» SHORT PROBLEM
Count the lines in the rows below that contain the string "skin", treating uppercase and lowercase as different. Give only the number.

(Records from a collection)

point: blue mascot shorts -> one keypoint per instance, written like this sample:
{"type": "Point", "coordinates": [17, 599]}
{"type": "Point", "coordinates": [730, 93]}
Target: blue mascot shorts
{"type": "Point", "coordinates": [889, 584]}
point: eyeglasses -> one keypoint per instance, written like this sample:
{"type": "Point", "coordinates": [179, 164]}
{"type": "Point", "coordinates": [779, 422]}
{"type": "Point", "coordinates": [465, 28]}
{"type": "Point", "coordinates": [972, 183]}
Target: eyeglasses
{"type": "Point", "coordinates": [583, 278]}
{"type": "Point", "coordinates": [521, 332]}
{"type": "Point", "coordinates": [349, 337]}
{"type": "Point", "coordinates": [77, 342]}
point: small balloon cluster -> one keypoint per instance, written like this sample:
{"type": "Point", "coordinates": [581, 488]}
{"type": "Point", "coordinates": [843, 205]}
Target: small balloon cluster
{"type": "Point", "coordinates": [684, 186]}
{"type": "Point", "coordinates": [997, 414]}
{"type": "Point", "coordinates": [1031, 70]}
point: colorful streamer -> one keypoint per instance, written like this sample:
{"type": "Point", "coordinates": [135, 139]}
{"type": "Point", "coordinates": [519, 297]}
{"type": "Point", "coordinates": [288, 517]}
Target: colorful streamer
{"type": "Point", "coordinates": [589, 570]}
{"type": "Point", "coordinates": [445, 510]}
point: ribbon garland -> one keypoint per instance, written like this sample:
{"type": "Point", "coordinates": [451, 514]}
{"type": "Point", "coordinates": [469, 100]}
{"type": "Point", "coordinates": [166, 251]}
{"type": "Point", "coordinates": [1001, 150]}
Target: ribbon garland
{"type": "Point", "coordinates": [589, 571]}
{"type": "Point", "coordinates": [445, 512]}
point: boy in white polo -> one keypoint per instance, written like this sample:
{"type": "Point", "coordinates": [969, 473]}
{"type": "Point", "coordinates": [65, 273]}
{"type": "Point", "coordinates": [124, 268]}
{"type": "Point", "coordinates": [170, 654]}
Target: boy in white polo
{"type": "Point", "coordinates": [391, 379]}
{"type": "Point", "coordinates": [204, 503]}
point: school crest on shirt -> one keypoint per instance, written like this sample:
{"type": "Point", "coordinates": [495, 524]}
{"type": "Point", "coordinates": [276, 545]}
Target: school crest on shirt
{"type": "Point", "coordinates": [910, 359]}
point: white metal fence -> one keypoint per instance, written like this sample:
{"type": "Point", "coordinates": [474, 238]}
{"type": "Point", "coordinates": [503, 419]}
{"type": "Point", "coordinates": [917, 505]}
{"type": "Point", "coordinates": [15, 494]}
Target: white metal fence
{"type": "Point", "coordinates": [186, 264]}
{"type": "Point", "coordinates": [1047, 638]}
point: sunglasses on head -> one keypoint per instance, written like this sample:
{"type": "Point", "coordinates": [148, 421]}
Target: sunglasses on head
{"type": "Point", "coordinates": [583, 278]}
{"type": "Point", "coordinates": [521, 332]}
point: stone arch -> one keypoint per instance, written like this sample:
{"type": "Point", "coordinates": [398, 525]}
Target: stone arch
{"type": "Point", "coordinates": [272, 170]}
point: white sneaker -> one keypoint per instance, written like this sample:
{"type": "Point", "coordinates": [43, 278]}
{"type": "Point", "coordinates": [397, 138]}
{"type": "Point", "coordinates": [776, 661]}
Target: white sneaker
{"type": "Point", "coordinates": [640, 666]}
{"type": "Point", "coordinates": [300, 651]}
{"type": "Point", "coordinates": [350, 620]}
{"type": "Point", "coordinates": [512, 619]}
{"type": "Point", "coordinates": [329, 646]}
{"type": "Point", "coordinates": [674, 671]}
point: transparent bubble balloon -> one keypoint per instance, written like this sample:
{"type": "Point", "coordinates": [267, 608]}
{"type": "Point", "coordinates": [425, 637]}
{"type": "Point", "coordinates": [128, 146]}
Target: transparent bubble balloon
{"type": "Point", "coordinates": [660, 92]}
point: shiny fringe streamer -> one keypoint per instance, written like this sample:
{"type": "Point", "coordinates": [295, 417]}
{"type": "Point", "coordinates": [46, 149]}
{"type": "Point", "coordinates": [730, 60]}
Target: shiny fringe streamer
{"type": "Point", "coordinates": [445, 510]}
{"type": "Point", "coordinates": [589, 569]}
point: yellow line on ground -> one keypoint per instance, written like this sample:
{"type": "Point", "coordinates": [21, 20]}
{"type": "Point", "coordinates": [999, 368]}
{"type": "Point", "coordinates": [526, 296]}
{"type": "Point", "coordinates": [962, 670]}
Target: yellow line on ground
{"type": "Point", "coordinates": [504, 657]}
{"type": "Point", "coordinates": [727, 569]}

==

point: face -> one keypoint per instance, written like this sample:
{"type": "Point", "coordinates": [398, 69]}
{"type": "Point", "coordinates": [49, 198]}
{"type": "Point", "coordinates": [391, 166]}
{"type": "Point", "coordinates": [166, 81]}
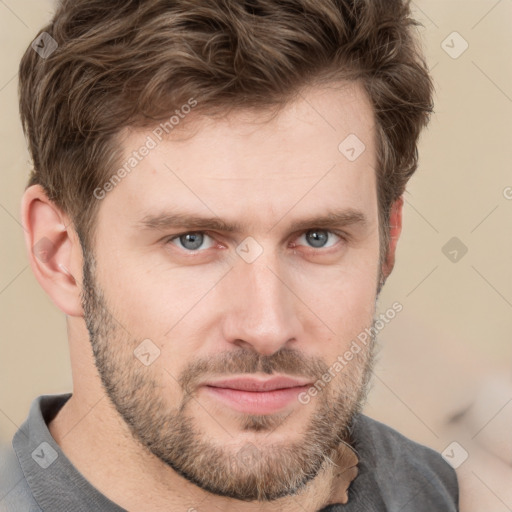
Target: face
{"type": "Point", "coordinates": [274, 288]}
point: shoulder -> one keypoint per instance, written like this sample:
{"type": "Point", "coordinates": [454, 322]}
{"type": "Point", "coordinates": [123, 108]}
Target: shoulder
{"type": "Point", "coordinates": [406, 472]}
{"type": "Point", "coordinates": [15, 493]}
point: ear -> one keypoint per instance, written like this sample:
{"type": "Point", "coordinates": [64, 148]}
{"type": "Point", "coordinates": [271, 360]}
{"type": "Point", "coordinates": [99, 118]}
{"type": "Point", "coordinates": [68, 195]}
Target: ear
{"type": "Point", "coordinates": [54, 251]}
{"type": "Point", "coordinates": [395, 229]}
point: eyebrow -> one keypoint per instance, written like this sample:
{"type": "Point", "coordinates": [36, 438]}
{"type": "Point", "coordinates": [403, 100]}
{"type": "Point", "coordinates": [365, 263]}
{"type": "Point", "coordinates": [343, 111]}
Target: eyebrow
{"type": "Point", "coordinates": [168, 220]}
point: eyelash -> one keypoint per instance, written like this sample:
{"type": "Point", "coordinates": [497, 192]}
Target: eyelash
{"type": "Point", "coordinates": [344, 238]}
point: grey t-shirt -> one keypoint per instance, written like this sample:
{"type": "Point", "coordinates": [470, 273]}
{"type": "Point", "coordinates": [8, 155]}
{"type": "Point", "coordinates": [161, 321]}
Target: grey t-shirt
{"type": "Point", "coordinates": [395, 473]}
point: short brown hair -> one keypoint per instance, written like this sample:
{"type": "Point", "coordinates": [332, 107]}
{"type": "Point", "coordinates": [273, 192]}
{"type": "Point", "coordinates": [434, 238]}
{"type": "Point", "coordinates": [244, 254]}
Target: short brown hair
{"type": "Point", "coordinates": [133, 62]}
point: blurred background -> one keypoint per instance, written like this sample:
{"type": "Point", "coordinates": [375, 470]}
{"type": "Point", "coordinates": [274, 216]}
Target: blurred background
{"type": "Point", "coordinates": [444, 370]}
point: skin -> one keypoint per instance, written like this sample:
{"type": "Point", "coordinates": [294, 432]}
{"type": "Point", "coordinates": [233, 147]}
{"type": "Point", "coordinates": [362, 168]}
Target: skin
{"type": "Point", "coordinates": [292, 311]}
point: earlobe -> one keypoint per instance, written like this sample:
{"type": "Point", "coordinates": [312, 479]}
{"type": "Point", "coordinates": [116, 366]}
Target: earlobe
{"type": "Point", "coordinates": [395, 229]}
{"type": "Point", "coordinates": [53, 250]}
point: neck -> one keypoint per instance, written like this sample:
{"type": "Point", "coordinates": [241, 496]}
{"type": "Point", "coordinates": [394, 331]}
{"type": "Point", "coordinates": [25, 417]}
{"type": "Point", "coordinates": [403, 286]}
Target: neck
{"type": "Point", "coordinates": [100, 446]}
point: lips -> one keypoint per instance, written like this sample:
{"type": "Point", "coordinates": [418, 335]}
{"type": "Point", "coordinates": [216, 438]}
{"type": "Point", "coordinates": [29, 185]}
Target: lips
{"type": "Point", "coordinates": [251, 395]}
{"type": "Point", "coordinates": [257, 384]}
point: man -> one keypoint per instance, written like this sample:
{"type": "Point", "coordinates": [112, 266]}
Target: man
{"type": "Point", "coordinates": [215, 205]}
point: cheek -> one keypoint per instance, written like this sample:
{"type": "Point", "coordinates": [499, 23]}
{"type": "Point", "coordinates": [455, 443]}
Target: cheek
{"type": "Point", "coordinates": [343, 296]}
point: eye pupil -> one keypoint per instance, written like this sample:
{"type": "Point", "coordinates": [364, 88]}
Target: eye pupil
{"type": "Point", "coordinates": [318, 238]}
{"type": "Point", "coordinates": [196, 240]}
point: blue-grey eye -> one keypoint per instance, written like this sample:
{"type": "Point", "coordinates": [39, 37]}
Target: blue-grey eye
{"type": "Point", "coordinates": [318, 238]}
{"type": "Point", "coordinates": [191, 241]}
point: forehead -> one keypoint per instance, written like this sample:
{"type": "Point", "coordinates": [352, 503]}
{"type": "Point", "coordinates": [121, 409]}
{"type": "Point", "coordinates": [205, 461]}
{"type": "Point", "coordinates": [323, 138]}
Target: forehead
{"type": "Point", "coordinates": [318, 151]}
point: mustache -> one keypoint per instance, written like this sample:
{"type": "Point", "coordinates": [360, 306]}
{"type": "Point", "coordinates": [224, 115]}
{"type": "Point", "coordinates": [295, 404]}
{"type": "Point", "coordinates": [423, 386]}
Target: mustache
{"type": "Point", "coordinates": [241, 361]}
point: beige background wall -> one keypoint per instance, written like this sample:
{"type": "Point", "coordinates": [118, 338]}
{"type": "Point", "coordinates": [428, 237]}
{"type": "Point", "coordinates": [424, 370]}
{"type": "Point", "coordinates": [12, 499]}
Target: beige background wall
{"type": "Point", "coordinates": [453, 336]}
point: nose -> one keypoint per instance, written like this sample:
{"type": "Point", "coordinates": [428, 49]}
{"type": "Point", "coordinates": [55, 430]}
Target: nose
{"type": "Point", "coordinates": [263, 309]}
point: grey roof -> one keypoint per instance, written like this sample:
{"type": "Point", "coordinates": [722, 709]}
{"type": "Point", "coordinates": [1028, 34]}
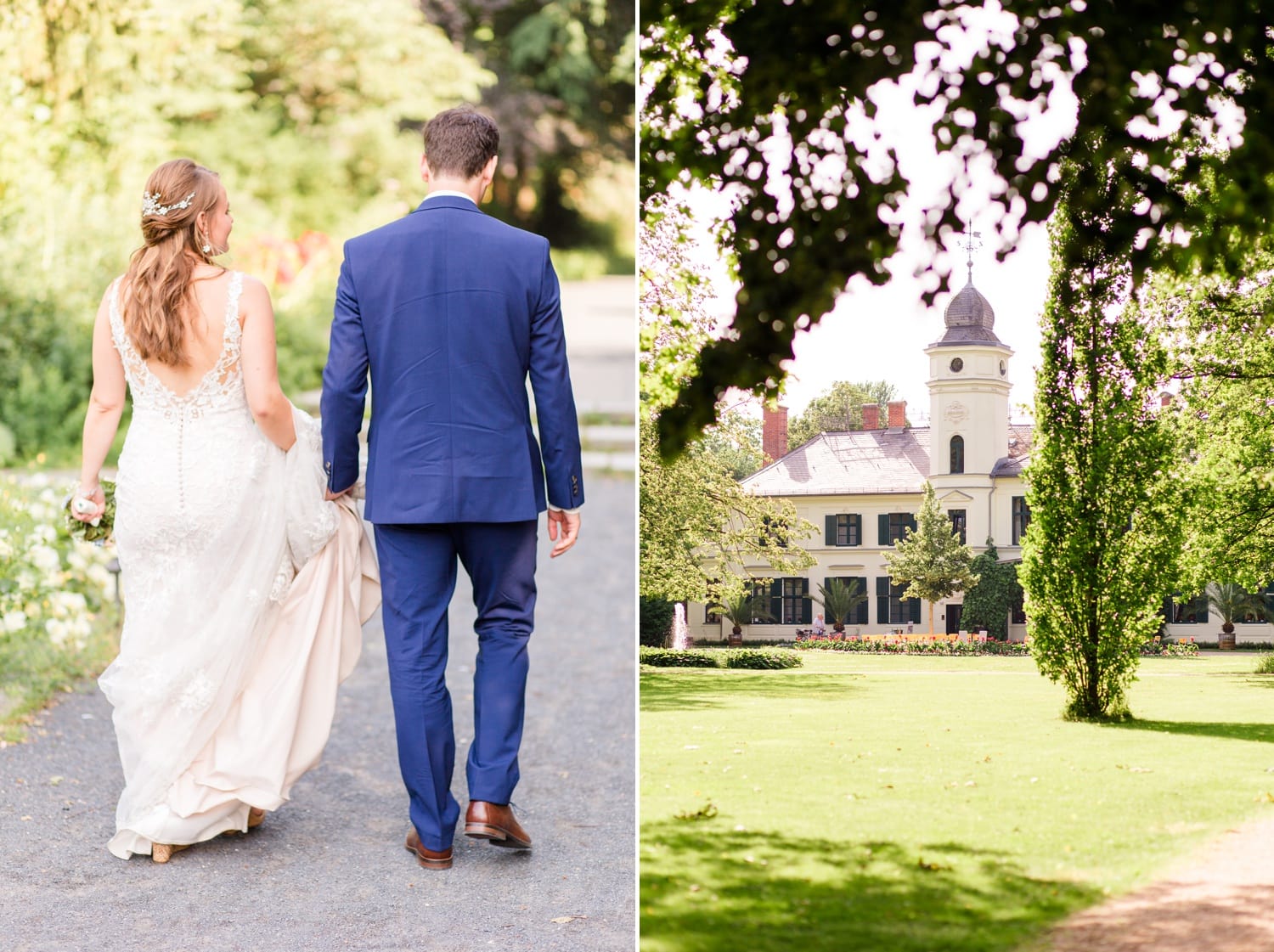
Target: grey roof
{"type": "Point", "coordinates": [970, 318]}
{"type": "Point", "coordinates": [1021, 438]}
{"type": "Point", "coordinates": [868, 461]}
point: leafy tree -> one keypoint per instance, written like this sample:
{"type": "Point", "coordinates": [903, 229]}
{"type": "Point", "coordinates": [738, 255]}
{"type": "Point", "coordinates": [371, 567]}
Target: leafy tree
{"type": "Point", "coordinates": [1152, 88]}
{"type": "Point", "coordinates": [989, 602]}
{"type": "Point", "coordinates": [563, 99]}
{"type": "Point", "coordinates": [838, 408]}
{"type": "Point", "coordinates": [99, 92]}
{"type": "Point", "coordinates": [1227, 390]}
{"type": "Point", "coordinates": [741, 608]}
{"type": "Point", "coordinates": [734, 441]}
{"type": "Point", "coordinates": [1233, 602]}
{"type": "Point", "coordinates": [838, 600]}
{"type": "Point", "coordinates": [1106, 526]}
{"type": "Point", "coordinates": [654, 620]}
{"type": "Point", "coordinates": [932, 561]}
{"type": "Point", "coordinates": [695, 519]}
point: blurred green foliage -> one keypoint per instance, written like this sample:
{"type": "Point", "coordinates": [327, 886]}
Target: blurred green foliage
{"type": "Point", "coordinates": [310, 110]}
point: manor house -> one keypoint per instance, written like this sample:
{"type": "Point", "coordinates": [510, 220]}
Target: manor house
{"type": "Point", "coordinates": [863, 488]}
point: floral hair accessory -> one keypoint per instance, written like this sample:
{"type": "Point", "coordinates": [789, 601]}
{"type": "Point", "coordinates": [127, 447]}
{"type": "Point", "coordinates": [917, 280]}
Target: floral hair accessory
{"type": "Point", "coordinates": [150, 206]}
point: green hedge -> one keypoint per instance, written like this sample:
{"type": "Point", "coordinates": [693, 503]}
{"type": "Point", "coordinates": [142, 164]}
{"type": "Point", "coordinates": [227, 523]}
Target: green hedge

» REPLY
2